Exercise objective:
Copy the stretch of the material from the line containing "the window of" through the final line, word for word.

Task material:
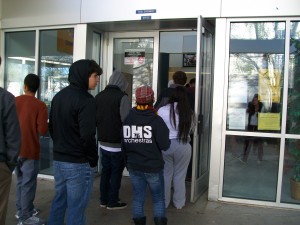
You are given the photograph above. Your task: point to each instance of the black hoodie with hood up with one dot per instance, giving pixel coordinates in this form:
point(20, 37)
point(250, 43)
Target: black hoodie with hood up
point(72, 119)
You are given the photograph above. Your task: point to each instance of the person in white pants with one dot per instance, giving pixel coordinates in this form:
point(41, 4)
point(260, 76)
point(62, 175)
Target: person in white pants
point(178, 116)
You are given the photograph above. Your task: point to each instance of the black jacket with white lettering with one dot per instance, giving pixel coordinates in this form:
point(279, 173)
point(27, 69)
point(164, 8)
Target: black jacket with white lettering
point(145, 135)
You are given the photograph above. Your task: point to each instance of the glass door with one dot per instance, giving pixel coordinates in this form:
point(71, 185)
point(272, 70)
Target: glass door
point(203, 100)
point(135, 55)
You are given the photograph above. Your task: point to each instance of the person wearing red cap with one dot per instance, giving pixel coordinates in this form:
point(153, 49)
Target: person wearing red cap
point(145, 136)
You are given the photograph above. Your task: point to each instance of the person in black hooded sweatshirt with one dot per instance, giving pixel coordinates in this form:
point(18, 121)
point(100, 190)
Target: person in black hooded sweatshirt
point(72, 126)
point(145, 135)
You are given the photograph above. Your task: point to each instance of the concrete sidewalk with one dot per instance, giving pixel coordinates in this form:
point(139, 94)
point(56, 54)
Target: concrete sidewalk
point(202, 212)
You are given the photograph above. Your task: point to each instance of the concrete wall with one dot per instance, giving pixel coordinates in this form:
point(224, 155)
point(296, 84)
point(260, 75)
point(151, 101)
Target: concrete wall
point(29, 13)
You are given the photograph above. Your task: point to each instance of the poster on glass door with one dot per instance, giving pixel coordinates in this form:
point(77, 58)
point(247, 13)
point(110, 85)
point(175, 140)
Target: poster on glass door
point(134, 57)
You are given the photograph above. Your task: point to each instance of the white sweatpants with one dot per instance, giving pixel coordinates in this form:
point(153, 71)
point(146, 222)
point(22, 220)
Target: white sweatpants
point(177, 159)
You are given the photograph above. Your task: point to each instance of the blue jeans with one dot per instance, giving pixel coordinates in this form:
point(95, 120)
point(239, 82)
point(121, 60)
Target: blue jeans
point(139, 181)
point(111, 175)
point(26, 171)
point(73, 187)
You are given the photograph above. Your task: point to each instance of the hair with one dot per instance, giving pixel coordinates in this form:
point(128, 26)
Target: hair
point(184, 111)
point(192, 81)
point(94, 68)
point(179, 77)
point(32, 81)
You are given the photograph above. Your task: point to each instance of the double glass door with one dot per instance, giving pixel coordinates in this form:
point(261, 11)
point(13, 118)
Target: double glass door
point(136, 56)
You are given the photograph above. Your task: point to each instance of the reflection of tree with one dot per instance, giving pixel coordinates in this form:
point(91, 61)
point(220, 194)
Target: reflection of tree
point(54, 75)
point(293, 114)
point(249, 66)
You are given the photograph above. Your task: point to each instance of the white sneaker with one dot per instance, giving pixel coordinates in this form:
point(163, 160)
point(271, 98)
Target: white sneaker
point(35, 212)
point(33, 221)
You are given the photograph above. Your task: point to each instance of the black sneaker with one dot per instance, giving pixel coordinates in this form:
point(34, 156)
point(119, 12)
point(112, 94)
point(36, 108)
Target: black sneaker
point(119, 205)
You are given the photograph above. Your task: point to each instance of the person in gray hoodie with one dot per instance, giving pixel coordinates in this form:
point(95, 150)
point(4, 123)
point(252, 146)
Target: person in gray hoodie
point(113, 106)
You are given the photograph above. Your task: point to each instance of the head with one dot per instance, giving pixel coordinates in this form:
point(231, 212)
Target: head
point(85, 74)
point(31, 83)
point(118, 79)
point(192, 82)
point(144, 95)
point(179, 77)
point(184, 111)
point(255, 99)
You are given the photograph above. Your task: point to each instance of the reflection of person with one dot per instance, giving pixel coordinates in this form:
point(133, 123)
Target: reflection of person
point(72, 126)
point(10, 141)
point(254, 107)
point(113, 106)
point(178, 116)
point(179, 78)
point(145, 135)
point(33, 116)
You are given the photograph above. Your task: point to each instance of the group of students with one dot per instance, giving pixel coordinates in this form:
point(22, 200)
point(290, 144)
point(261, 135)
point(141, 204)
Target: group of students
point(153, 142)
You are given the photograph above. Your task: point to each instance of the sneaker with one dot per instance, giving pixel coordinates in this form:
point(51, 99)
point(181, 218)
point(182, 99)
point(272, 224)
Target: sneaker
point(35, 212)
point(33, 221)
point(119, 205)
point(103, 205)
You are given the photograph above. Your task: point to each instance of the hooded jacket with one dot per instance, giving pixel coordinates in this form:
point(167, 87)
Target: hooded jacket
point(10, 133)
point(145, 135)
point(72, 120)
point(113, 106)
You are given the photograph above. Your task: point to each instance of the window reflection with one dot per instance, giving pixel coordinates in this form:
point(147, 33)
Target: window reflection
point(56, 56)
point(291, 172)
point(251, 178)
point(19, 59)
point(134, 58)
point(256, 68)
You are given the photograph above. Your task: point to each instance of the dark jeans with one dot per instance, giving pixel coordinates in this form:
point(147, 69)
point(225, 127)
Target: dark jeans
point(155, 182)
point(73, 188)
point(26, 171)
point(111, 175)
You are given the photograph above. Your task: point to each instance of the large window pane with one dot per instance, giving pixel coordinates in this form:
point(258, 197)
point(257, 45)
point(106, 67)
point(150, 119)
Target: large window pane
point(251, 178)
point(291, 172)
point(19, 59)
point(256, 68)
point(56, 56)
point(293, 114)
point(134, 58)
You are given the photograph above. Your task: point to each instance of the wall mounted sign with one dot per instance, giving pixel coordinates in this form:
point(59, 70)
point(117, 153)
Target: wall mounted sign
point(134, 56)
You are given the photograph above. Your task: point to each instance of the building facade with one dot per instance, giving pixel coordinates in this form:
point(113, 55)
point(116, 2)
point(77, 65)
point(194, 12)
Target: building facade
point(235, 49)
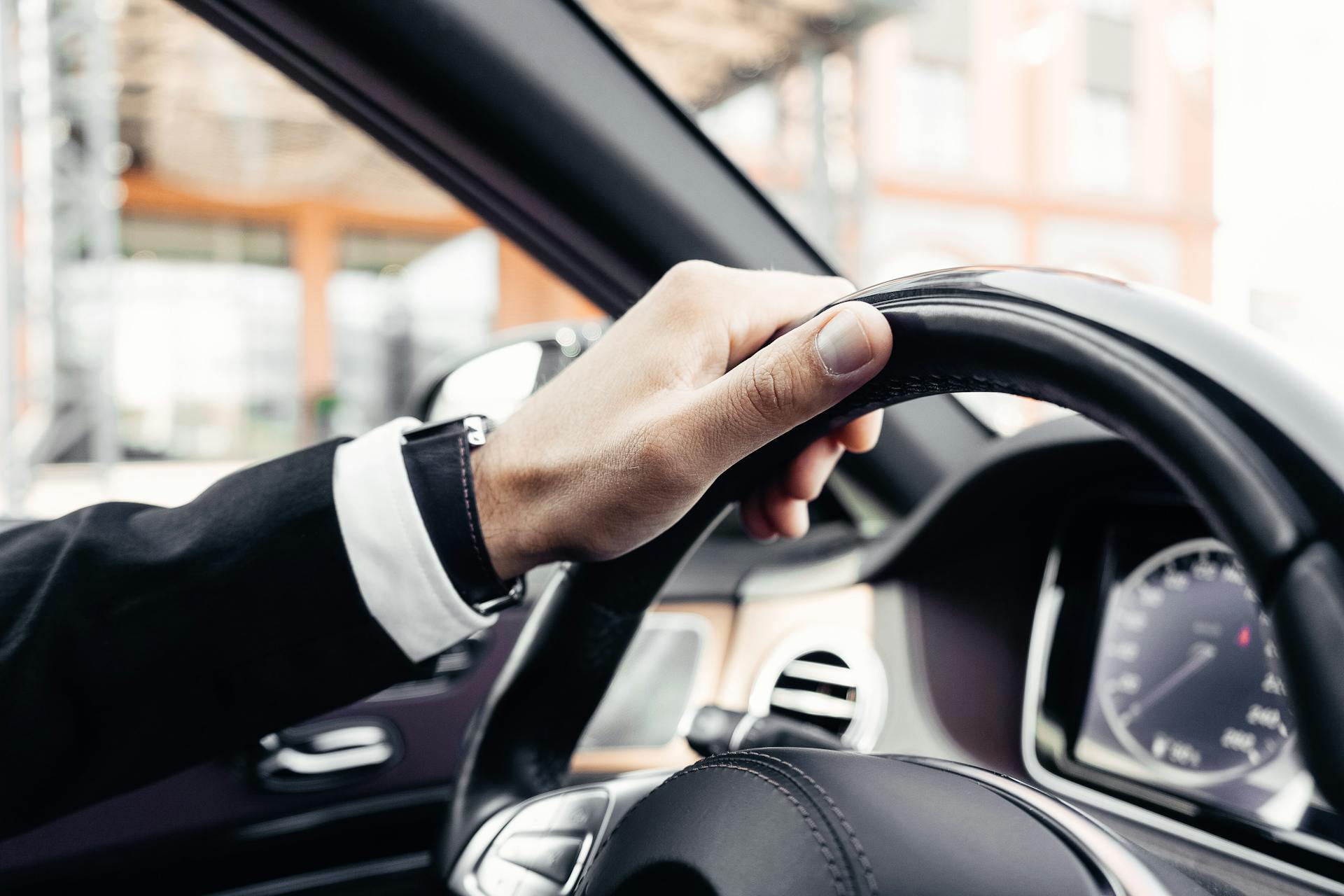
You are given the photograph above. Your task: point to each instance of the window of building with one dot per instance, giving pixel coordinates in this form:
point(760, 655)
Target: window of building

Answer for the task:
You are given the photograph above. Your task: point to each instance of the window of building with one dot per instance, giving pixel coordinates in this form:
point(760, 655)
Target: window of building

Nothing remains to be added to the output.